# RECORDS SHOWN start
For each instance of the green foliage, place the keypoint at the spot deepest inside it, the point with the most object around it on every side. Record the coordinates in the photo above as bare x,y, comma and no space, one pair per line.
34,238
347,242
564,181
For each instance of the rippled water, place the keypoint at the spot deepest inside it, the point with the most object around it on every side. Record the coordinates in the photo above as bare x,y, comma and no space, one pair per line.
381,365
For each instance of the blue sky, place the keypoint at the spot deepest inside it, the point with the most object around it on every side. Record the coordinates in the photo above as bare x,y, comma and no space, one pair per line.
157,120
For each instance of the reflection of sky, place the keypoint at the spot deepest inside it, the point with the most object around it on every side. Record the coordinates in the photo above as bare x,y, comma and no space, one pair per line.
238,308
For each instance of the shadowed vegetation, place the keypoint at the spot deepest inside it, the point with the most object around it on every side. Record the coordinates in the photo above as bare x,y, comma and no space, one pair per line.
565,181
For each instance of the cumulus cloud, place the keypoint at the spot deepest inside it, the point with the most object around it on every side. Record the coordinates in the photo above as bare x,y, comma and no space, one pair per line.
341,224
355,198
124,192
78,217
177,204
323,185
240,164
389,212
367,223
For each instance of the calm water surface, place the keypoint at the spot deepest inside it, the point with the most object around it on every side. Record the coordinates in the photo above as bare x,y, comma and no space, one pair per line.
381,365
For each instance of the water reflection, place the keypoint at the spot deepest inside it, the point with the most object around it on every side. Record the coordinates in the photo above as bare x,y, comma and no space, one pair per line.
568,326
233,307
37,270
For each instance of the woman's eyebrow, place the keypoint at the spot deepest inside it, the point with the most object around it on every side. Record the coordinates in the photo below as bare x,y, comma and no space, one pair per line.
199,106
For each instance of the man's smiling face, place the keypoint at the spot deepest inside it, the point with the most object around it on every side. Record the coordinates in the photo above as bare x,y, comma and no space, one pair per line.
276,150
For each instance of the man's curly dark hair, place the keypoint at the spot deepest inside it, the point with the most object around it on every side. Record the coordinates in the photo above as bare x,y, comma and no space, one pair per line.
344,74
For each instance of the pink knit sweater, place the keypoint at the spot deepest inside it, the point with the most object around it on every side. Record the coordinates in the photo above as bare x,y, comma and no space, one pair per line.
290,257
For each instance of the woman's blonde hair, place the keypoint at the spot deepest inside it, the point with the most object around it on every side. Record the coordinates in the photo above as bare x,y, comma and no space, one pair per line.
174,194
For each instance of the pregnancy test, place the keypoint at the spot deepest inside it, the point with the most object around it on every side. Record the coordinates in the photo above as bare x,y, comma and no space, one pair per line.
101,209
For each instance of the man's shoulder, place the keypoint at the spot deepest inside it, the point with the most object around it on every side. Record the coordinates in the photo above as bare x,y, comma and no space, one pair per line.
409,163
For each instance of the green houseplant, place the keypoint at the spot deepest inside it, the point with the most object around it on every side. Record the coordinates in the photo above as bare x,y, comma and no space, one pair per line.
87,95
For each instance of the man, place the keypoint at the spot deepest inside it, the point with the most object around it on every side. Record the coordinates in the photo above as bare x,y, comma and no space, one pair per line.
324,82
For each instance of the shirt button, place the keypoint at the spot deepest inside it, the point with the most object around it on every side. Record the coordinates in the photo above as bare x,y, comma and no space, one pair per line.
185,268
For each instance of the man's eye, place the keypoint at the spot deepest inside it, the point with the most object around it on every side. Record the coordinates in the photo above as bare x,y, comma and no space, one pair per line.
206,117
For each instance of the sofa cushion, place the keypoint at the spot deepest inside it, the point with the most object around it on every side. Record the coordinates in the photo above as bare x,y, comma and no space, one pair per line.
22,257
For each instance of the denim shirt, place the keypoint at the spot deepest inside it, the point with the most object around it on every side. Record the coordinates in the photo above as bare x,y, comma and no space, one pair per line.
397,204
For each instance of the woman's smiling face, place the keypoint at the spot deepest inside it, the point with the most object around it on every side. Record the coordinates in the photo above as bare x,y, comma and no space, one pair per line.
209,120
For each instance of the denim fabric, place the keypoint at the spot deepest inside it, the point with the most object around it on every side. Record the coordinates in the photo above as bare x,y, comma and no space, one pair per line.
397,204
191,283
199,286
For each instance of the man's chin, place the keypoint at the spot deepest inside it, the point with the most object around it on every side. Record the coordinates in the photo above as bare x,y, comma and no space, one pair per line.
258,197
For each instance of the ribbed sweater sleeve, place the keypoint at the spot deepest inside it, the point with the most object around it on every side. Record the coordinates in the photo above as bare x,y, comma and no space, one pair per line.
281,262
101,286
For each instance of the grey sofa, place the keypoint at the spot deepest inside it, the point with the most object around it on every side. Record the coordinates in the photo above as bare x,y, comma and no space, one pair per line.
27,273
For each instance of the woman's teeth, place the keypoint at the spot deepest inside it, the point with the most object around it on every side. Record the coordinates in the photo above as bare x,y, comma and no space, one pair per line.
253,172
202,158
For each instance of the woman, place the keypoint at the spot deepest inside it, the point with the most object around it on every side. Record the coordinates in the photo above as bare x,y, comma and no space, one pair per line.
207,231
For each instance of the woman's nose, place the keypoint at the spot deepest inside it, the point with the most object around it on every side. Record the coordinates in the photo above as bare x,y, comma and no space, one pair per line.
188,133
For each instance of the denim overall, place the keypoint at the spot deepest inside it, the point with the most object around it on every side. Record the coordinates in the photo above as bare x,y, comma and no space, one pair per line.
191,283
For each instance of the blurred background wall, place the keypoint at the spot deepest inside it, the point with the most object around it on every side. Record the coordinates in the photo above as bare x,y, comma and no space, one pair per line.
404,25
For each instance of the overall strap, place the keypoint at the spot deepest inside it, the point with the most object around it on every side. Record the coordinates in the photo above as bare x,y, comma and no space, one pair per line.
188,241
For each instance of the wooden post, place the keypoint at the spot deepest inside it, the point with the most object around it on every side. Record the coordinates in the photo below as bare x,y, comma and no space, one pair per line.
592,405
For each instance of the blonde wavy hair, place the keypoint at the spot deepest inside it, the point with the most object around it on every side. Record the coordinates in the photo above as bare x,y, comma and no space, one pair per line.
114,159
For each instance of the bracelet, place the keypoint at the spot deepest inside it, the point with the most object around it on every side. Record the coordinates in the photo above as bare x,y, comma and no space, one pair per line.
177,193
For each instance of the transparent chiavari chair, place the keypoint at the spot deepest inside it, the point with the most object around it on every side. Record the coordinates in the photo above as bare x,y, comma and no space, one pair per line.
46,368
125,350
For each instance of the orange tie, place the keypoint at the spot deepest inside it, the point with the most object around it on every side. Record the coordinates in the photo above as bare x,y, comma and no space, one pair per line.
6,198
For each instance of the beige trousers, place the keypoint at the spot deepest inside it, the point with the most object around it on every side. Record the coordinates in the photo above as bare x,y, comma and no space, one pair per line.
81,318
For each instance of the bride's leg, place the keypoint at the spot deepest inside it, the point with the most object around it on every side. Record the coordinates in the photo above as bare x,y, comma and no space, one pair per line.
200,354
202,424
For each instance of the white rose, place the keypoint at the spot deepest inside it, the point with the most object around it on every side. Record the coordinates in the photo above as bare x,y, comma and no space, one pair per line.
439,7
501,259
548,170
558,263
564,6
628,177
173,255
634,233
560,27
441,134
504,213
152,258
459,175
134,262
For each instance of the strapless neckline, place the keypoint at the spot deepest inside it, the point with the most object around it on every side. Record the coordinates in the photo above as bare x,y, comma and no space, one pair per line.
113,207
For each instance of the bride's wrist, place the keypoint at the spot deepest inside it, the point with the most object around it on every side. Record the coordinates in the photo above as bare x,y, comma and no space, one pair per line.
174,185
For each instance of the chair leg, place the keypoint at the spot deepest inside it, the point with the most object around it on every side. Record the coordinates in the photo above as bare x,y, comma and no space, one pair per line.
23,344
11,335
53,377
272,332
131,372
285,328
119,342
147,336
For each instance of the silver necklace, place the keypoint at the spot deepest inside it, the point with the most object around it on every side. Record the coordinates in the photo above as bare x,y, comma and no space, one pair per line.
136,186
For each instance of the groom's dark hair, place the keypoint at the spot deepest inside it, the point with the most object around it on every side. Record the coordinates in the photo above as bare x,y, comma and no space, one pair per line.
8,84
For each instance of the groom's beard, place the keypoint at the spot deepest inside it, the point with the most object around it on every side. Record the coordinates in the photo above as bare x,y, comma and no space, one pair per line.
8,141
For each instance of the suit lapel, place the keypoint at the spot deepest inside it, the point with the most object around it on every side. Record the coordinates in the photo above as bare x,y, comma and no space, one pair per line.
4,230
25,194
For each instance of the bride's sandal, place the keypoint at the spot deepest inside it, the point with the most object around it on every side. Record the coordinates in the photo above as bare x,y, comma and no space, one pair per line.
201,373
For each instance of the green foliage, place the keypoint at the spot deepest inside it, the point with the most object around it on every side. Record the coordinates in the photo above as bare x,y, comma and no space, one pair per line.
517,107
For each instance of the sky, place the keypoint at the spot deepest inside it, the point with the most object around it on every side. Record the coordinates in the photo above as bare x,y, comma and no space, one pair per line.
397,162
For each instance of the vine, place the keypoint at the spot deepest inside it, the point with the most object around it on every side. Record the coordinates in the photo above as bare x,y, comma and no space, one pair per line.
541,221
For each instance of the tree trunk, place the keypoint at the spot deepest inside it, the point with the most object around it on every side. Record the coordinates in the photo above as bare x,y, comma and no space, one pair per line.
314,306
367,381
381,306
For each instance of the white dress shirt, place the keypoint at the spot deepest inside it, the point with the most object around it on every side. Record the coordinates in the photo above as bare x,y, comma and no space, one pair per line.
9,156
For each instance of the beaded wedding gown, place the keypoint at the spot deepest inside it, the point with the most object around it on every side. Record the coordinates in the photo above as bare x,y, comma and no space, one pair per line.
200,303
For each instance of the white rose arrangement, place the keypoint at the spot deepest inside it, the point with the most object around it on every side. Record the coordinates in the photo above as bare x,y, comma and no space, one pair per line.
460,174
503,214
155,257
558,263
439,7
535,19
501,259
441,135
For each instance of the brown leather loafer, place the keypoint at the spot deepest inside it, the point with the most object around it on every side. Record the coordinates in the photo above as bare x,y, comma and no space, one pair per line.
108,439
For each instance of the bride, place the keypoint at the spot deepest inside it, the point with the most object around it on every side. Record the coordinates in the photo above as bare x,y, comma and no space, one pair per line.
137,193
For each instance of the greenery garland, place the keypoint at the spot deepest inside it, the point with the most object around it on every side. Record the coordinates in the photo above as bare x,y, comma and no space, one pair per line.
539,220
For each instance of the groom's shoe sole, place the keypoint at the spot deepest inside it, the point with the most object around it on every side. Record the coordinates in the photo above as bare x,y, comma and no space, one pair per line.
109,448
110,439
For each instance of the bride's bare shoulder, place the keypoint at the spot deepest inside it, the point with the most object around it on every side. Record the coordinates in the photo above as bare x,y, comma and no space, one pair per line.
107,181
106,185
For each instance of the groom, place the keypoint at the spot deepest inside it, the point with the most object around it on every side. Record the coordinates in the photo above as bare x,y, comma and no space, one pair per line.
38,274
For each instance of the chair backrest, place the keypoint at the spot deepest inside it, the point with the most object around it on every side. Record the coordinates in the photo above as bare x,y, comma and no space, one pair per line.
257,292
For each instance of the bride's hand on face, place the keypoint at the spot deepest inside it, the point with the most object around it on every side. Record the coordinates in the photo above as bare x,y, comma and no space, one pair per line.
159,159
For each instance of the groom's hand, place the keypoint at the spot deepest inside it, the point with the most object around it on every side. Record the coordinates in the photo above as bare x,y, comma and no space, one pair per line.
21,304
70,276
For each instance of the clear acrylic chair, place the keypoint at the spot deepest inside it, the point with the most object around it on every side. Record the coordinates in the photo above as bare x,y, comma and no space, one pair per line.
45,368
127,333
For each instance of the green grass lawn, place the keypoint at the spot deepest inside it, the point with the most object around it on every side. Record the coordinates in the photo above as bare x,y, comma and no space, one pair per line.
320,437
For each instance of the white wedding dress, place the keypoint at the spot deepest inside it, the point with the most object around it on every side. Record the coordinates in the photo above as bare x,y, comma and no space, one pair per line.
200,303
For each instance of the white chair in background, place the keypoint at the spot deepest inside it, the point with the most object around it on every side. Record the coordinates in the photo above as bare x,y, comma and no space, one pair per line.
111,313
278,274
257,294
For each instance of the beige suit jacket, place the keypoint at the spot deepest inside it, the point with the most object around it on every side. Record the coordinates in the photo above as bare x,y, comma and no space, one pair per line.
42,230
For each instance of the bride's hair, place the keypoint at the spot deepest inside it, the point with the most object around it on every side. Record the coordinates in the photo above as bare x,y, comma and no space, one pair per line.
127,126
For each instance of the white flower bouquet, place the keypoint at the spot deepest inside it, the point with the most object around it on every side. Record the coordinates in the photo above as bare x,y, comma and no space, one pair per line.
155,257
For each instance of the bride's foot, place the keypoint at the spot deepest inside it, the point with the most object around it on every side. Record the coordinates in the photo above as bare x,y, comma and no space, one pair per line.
# RECORDS SHOWN end
> YOUR TASK
Retype only the lines running from the line with "For each instance of the beige suit" to the end of the listing, including both of those lines.

> EXERCISE ANSWER
For each instance of the beige suit jacket, place the keypoint at the spot deepest inside it, the point with the most object around it on every side. Record the coordinates in the photo above as bare x,y, comma and no space, one pair per line.
42,230
For each instance of the bride's hair, place the keypoint at the spot deepest inside it, the point with the most object around it on every side. Record the coordinates in the photo above as bare x,y, comma and no space, one pair per line.
127,126
For each instance of the white flower bouquet, place the keypoint at the spot deepest inside it, the point with the most object around it on every side. Record the coordinates in the photo above as bare x,y, comma and no space, one pair per line.
155,257
For each instance of the bride's foot, place the keypoint at the spot deepest inside it, the point with the most object around it on every side. Record the coordinates in the photo above as bare x,y, comma and no space, one pair per line.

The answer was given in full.